- **Direction**:
Copy the material below line for line, changing nothing.

- **Dataset extract**:
■ ■ ■ ■ ■ ■ ■
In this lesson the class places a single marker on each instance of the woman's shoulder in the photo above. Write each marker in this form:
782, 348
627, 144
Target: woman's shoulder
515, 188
■ ■ ■ ■ ■ ■ ■
- **Answer to the exercise**:
In this lesson the class places a single marker on each instance of the woman's shoulder in the photo above. Write each marker in this form:
782, 348
627, 144
Target: woman's shoulder
515, 188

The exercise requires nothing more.